• 本文:
────────────────────────────────────────
北本市議会議会運営委員会では、令和6年10月30日と31日の2日間の日程で、行政視察を実施しましたので、その概要を報告します。
1日目 岩手県 一関市議会 政策提言の取組
取組の概要
議会基本条例において「独自の政策立案や政策提言に取り組むこと(第3条)」、「積極的に政策立案および政策提言を行うものとすること(第12条)」と規定されていることを踏まえ、『政策提言等の実施に関する指針』を策定した。手順や手法に係るガイドラインを設けることで、政策提言等の実践をさらに進展させようとする狙いがある。
政策提言は常任委員会ごとに2年間で行い、最後には決議案を本会議に上程し、決議後に市長に手交する。まず委員会で何をテーマとするかを検討する。検討に当たっては、執行部や市民、業界団体のヒアリングを行う。テーマを決めたのちに、政策提言の素案を作成する。政策提言の素案は、議員全員が参加する政策検討会議において討議する。任期最後の定例会において政策提言に関する決議を委員会として提案する。
令和5年度に始めた取組で、現在は各委員会においてテーマを決めているところ。委員会には様々な考えを持つ議員が所属していることから、テーマを一本に絞る段階で難しさを感じているとのこと。
通年議会化しているため、常に開会状態であり、閉会中の継続審査としなくても議論することができる。議事録は公開(PDF)されている。
また、政策提言とは別に、市民と議員の懇談会を実施している。広報広聴委員会で懇談対象やテーマを企画、議員全体会議で確認・決定し、実施する。日程調整や資料作成は事務局が行うが、会場設営、資料配布、当日の進行、ファシリテート、報告書の作成などは議員が行う。以前は対面方式で行っていたが、現在はワークショップ方式で開催している。懇談会で出された意見は、市政に関することは各常任委員会に、議会に関することは議会運営委員会に割振り、各委員会で検討する。市政に関することは、全体会議を経て市長に提言を行っている。
質疑応答
政策提案における議会事務局の関わり方は。どこまでを事務局が担っているのか。
個人的な感想になるが、議員には市民の代表としての役割がある。本質的なところを議員に議論していただく。事務局は、議員がストレスなく、スムーズに議論できるような支援、バックアップをやっている。事務局には7人おり、局長・次長+実働としては3人。各常任に1人ずつ書記がおり、日程調査、書類作成などを担っている。職員が夜遅くまで残っている状況にはなっていない。
委員会単位での代表質問を実施するとのこと。具体的には。
今は第1回定例会で当初予算についての会派代表質疑を実施している。常任委員会で代表質問をするとすれば第3回(9月)定例会がいいかなという話はしているが、まだ具体的には決まっていない。政策提言に関する内容で、基本的には委員長が質疑することを想定している。
2日目 岩手県 奥州市議会 議会改革の実践
議長マニフェストと行程表
現議長の菅原由和議長は、令和4年3月の議長選挙の所信表明において、市民への約束として様々な取組を実施することを表明。所信表明の時間は1人5分のみだったので、別途『議長マニフェスト』と『行程表』を提示して説明し、公表した。議長任期は4年間なので、改革を担当する委員会ごとに、各取組の4年間の行程表を示した。
────────────────────────────────────────
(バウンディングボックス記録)
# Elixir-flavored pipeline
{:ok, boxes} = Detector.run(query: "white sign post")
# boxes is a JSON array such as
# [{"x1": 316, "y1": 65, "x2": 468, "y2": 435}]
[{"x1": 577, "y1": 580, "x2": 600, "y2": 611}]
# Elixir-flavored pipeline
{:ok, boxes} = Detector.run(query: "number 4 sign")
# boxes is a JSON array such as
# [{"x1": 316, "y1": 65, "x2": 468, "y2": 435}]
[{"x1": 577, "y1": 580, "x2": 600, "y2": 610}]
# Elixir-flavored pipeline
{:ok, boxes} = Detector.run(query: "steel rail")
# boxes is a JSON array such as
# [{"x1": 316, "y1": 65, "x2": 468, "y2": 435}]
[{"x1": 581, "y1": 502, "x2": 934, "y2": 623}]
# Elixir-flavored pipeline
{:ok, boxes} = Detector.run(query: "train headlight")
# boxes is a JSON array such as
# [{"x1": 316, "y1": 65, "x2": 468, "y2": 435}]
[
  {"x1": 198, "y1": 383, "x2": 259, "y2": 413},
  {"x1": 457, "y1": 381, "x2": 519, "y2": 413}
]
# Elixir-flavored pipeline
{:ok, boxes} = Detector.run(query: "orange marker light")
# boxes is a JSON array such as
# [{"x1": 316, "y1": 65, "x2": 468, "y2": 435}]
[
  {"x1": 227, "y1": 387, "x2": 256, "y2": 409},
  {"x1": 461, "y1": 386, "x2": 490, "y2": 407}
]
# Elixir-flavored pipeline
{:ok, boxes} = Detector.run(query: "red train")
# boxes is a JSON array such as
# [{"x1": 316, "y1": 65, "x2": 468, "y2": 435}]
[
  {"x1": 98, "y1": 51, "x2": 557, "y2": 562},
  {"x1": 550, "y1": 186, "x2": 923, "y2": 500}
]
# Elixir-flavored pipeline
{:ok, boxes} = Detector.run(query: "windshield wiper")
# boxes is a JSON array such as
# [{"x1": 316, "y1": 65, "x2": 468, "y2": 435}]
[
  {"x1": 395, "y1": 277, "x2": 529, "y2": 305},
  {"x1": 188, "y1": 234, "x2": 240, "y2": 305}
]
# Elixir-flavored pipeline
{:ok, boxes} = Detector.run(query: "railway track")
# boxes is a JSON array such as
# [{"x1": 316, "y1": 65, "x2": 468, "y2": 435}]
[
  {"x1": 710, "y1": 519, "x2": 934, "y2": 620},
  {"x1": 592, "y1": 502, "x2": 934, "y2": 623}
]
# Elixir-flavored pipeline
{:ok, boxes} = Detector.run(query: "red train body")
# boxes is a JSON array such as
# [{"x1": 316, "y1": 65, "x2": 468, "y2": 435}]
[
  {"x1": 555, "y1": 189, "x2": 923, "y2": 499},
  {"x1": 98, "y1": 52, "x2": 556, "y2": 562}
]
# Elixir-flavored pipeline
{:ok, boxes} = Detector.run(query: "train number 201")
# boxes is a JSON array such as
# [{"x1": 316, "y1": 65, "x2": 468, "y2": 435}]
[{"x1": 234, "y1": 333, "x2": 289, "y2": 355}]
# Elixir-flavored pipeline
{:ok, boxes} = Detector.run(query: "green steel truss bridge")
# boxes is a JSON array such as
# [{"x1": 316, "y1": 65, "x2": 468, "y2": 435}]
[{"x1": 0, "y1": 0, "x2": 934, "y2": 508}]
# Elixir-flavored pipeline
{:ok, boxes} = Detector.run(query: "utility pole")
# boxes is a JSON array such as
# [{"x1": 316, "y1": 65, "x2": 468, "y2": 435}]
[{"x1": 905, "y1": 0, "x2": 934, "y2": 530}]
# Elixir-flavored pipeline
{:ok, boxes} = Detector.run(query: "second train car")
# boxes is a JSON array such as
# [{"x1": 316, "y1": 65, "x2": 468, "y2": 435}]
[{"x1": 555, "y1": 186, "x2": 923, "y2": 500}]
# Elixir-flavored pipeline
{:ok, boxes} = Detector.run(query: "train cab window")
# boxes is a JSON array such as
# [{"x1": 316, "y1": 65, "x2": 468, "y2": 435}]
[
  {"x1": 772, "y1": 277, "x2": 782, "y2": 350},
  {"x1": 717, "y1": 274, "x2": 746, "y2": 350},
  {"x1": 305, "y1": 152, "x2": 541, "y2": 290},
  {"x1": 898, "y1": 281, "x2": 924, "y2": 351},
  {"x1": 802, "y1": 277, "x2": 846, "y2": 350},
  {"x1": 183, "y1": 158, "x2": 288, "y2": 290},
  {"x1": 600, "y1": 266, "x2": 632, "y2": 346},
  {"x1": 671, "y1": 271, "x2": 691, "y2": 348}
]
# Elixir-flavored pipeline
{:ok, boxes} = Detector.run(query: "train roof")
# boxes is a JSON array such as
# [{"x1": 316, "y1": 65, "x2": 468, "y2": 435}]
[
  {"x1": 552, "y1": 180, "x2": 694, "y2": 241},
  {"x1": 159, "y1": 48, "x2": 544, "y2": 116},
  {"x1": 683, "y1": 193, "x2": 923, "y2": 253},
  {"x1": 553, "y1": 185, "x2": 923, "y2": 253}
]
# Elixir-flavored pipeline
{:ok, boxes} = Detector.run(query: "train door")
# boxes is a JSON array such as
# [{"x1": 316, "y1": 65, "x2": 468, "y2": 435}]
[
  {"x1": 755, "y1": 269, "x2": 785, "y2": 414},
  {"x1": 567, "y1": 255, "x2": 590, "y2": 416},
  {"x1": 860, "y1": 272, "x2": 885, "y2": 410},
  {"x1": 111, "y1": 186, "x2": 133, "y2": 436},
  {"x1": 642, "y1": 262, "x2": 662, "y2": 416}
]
────────────────────────────────────────
• 課題一覧:
A) 本文によると、一関市議会の政策提言は常任委員会ごとに何年間で行われるか。
B) 本文の「また、政策提言とは別に、市民」から「経て市長に提言を行っている。」までを、両端の語句も含めてそのまま書き写してください。

• 各課題の解答:
A) 2年間で行われる。

B)
また、政策提言とは別に、市民と議員の懇談会を実施している。広報広聴委員会で懇談対象やテーマを企画、議員全体会議で確認・決定し、実施する。日程調整や資料作成は事務局が行うが、会場設営、資料配布、当日の進行、ファシリテート、報告書の作成などは議員が行う。以前は対面方式で行っていたが、現在はワークショップ方式で開催している。懇談会で出された意見は、市政に関することは各常任委員会に、議会に関することは議会運営委員会に割振り、各委員会で検討する。市政に関することは、全体会議を経て市長に提言を行っている。